» OBJECTIVE
Repeat the entries below exactly as they appear, with no pictures.
[start of EXTRACTED MATERIAL]
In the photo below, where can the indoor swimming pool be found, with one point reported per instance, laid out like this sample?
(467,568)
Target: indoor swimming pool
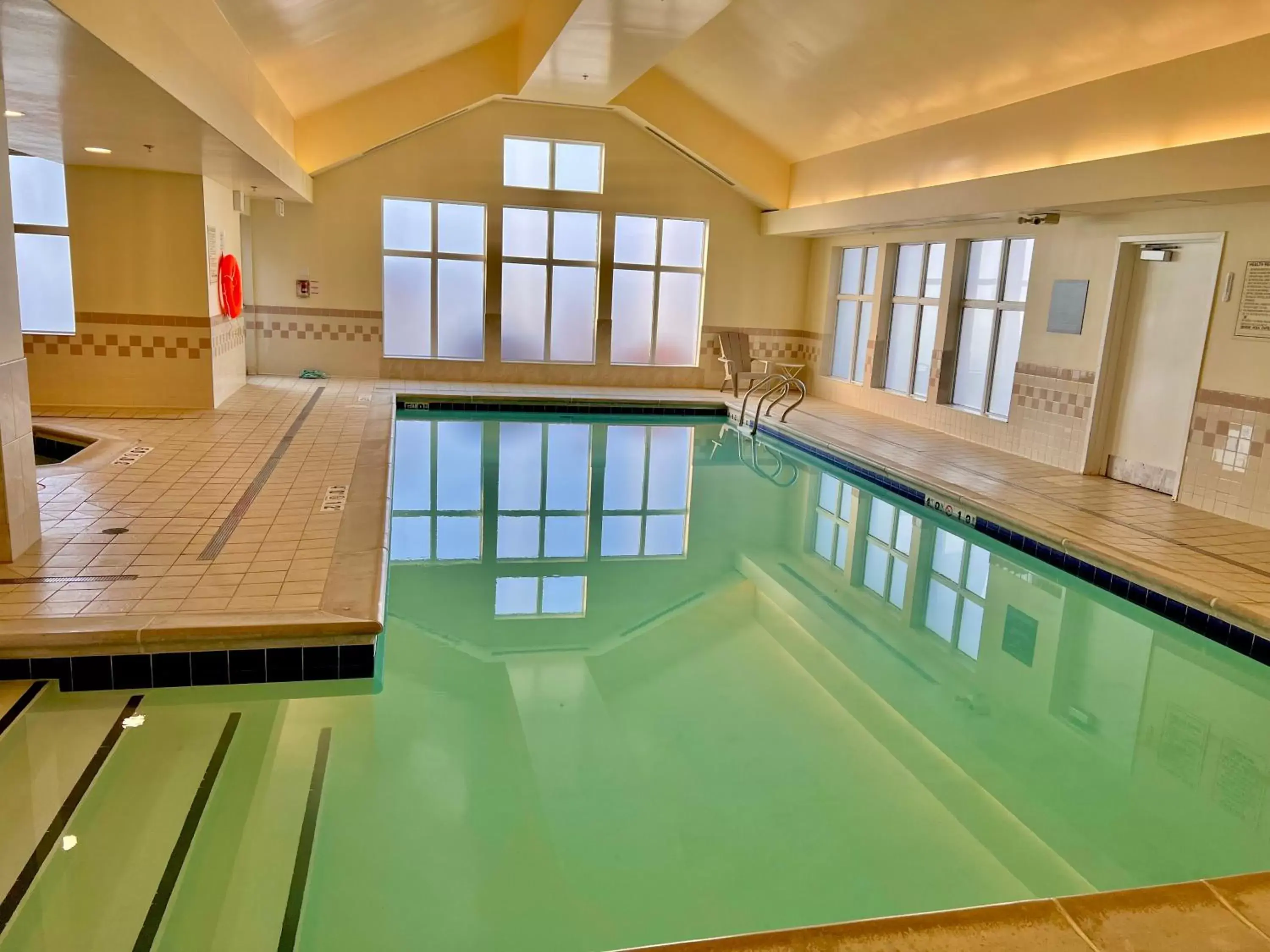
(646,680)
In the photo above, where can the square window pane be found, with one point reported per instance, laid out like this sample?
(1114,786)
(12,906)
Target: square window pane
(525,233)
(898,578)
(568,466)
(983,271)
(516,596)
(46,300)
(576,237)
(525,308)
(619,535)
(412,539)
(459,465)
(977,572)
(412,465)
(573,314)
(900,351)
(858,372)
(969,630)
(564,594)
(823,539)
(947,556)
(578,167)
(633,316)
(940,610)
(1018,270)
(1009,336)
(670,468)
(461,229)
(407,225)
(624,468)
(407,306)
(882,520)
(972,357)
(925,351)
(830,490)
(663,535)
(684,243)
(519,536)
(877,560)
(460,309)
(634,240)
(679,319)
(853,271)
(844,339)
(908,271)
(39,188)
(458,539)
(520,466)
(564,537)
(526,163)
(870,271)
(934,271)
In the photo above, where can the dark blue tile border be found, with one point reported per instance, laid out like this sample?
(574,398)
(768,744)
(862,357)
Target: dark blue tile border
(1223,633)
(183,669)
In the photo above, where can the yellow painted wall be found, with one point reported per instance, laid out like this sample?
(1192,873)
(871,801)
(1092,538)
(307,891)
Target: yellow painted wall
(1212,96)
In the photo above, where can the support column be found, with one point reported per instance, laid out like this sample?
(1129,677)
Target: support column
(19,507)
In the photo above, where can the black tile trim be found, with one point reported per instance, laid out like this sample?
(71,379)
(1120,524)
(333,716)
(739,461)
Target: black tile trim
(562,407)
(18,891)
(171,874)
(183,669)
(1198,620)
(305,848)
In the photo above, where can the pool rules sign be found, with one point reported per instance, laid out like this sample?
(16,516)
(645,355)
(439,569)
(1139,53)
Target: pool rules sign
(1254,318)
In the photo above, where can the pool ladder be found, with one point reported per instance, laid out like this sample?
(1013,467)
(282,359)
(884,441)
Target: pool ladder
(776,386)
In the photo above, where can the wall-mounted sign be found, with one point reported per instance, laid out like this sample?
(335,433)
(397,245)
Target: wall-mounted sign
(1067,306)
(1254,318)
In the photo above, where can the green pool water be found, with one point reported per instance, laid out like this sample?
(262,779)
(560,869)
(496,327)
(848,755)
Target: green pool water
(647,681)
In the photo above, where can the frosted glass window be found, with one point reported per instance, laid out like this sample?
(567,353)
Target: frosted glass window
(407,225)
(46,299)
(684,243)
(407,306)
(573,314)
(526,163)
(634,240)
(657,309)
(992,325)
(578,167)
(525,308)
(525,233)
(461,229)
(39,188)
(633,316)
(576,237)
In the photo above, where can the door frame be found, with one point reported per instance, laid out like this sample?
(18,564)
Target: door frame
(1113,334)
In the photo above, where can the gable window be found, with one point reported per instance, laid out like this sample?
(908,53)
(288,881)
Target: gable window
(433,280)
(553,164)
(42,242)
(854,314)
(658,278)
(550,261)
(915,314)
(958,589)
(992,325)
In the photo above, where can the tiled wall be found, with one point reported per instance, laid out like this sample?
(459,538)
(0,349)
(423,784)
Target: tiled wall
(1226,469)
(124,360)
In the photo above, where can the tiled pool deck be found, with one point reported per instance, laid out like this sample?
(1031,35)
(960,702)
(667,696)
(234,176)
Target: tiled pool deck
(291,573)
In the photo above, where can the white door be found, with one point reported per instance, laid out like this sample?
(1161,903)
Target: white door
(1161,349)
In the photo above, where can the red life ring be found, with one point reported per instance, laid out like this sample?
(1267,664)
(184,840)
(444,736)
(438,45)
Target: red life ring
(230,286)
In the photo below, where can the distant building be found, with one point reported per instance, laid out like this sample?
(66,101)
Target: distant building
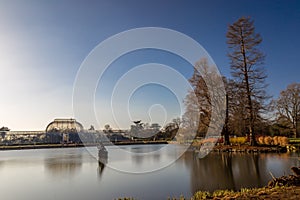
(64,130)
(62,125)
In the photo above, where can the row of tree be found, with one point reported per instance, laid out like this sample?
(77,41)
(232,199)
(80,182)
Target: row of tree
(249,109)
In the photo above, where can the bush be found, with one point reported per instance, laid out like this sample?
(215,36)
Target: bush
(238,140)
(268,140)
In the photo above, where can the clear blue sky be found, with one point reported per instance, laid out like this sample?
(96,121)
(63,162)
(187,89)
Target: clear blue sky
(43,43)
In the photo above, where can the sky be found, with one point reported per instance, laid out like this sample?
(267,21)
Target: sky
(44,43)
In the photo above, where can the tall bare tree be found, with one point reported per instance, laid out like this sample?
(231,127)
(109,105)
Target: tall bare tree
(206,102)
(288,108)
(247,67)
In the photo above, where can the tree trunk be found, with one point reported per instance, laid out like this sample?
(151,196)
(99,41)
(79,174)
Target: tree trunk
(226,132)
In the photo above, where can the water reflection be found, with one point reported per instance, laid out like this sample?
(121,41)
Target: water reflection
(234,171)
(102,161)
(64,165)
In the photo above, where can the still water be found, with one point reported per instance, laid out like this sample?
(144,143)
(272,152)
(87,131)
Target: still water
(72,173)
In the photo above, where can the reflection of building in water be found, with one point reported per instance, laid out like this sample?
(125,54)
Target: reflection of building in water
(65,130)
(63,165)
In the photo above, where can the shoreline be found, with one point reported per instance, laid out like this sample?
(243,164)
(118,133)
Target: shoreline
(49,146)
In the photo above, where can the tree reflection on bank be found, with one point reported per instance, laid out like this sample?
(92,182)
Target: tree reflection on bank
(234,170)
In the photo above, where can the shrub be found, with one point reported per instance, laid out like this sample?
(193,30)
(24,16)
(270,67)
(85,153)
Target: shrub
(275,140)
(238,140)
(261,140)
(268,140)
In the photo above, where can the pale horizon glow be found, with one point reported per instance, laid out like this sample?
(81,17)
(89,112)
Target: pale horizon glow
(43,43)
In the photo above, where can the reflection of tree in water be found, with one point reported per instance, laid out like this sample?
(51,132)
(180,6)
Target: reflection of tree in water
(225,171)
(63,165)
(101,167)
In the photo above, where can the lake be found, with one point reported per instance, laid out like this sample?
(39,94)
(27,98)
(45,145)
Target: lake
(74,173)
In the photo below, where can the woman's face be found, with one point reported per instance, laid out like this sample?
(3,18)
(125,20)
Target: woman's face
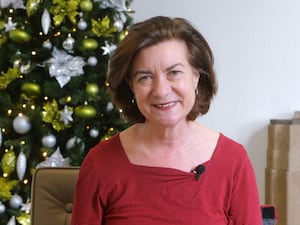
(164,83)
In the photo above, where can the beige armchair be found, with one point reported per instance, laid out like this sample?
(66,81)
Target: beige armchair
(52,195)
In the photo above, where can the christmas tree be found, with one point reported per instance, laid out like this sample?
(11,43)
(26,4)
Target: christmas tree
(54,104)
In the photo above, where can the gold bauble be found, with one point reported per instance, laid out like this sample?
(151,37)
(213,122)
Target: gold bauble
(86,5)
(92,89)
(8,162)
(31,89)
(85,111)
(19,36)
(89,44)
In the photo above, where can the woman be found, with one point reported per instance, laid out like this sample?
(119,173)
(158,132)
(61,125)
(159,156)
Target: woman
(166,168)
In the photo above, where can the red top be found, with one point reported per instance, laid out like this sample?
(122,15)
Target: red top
[end of EXTRACTED MATERIAL]
» SOLUTION TO THIS EXERCISE
In the photo below, where can the indoor swimming pool be found, with one point reported per instance, laid out like this sample?
(467,568)
Target: indoor swimming pool
(646,680)
In the photo above, where can the square window pane be found, with one point reported per instance, laid out like this sample?
(1114,786)
(12,906)
Target: square window pane
(525,233)
(898,578)
(568,466)
(983,271)
(516,596)
(46,300)
(576,237)
(525,308)
(619,535)
(412,539)
(459,465)
(977,572)
(412,465)
(573,314)
(900,351)
(858,372)
(969,630)
(564,594)
(823,539)
(947,556)
(578,167)
(633,316)
(940,610)
(1018,270)
(1009,336)
(670,468)
(461,229)
(407,225)
(624,468)
(407,306)
(882,520)
(972,357)
(925,351)
(830,490)
(663,535)
(684,243)
(519,536)
(877,560)
(460,309)
(634,240)
(679,319)
(853,271)
(844,339)
(908,271)
(39,188)
(458,539)
(520,466)
(564,537)
(526,163)
(870,271)
(934,271)
In the photo above, where can the dark blue tile border be found, with one point reported per instance, laid out like this sample?
(574,398)
(768,744)
(862,357)
Target: dark blue tile border
(1223,633)
(183,669)
In the photo above, where can the yellow painted wall be found, with one point reported per instance, laid out like this sample?
(1192,873)
(871,801)
(1092,538)
(307,891)
Target: yellow painted wall
(1212,96)
In the photo above, where can the support column be found, with one point reported per instance, laid out like this sample?
(1129,677)
Target: support column
(19,507)
In the photo above, where can the black tile trim be found, with one point reported per instance, laid out like this sample?
(71,379)
(1120,524)
(333,716)
(739,461)
Target: black tile trim
(562,407)
(18,891)
(171,874)
(183,669)
(1198,620)
(305,848)
In the photo above, where can the pool rules sign be found, with one point reported per instance, laid out like this sample?
(16,516)
(645,355)
(439,569)
(1139,53)
Target: pool rules sign
(1254,318)
In the photo above, where can the pool ladder be found, with one point reported per instance, laid out like this sample?
(1013,467)
(282,359)
(884,441)
Target: pool ladder
(776,386)
In the photo above, where can the wall-mounted sign be found, with one point reported per instance, laid out like this sample?
(335,433)
(397,245)
Target: wall-mounted sign
(1067,306)
(1254,318)
In the photo above, where can the green pool water be found, with one point reported per instance, laid out like this sample?
(262,779)
(560,869)
(496,327)
(848,755)
Target: green pool water
(647,681)
In the photo above, where can the frosted glass window be found, with one point reported per instance, laid out like this sample?
(567,353)
Target: frosted glass window
(407,225)
(46,299)
(684,243)
(407,306)
(573,314)
(526,163)
(634,240)
(657,309)
(992,325)
(578,167)
(525,308)
(525,233)
(461,229)
(39,188)
(633,316)
(576,237)
In the photo above, where can the door frame be found, with one point reported per instance, laid out like this sample?
(18,564)
Target: door frame
(1113,334)
In the photo above, where can the gable window be found, with one point reported per instance, laid out like this sample?
(908,53)
(288,881)
Target: gable window
(433,280)
(553,164)
(42,242)
(854,314)
(658,278)
(550,261)
(915,314)
(958,589)
(992,325)
In the photo above, where can the tiled wall be found, with one point reported per instance, laid out like this sample?
(459,538)
(0,349)
(423,784)
Target: tiled wall
(1226,469)
(124,360)
In the photo above, where can the tiled pool deck be found, with one point reported per instance, laid out like this sample?
(1031,35)
(960,702)
(667,696)
(234,176)
Target: tiled pool deck
(291,573)
In the photo above, where can the white door be found, with one point reported per instance, laid out like this sample?
(1161,903)
Target: white door
(1161,349)
In the photo above, where can the red life ring be found, with one point reported per instance, laid out like this sample?
(1267,664)
(184,840)
(444,736)
(438,45)
Target: red life ring
(230,286)
In the photo below, where can the distant building be found, with one point reported per instance, laid out like this sample?
(66,101)
Target: distant building
(64,130)
(62,125)
In the photo above, where can the row of tree be found, with one point reported per instance, laid out like this sample?
(77,41)
(232,199)
(80,182)
Target: row of tree
(249,109)
In the photo above, where can the bush be found, with one point reported per instance, laid out like this sample?
(215,36)
Target: bush
(238,140)
(268,140)
In the photo above, where can the clear blue sky be found, with one point reported per instance, laid out like this sample?
(96,121)
(63,162)
(187,89)
Target: clear blue sky
(43,43)
In the photo above, where can the sky be found, with one point reported per instance, laid out like this sample?
(267,21)
Target: sky
(44,43)
In the photo above, where can the tall bare tree be found, with one point reported per instance, laid out like this sample?
(231,127)
(109,105)
Target: tall bare tree
(206,102)
(288,108)
(247,67)
In the photo above, where can the tree trunk be found, with one point reported per instance, laid out like this sample?
(151,196)
(99,41)
(79,174)
Target: tree trunk
(226,132)
In the photo above, where can the water reflection be found, with one point reported per instance, laid out like this sample?
(121,41)
Target: water reflection
(234,171)
(102,161)
(64,165)
In the photo above, where can the still water be found, with one point reported per instance, laid out like this sample?
(144,143)
(272,152)
(87,131)
Target: still water
(72,173)
In the photo above, where can the reflection of building in water be found, with one point reported per instance, laid out like this sample?
(125,54)
Target: reflection of building in water
(65,130)
(63,165)
In the photo above, where can the shoreline be found, with one point reported per instance, laid out like this sample?
(243,164)
(118,133)
Target: shoreline
(49,146)
In the photo above, where can the tree reflection on bank be found, with one point reported per instance, laid out like this sample?
(92,182)
Target: tree reflection on bank
(234,170)
In the photo above, where can the shrub be found, with one point reported per instance, laid out like this sample?
(193,30)
(24,16)
(270,67)
(85,153)
Target: shrub
(275,140)
(238,140)
(261,140)
(268,140)
In the photo above, where can the pale horizon glow be found, with one point reported per instance, laid out like this sample?
(81,17)
(89,112)
Target: pale horizon glow
(43,43)
In the photo above, where can the reflection of tree in water be found, with one point reported per instance, laid out like this sample?
(51,132)
(180,6)
Target: reflection of tree in water
(225,171)
(63,165)
(101,167)
In the photo above, where can the lake be found, with one point reported per instance, laid out like this sample?
(39,94)
(27,98)
(45,145)
Target: lake
(74,173)
In the photo below, where can the woman's face be found, with one point reported per instance, laid out like this sample?
(3,18)
(125,20)
Target: woman's face
(164,83)
In the photo above, where can the beige armchair be found, with one point reported per instance, laid out like this sample?
(66,81)
Target: beige armchair
(52,195)
In the photo above, where can the christmas tree be found, with one point reported per instance, laid out like this sample?
(11,43)
(26,4)
Target: christmas tree
(54,104)
In the photo above, where can the gold bauble be found, with one point reported per instance, laid out like this sample?
(151,37)
(213,122)
Target: gold bauble
(86,5)
(92,89)
(8,162)
(31,89)
(85,111)
(19,36)
(89,44)
In the photo above, where can the woman be found, with one point reported per instance, laid out like this sample?
(119,173)
(158,132)
(61,125)
(159,156)
Target: woman
(166,168)
In the photo above, where can the red top be found, with one point reported per instance, laid out like this sample?
(122,15)
Target: red top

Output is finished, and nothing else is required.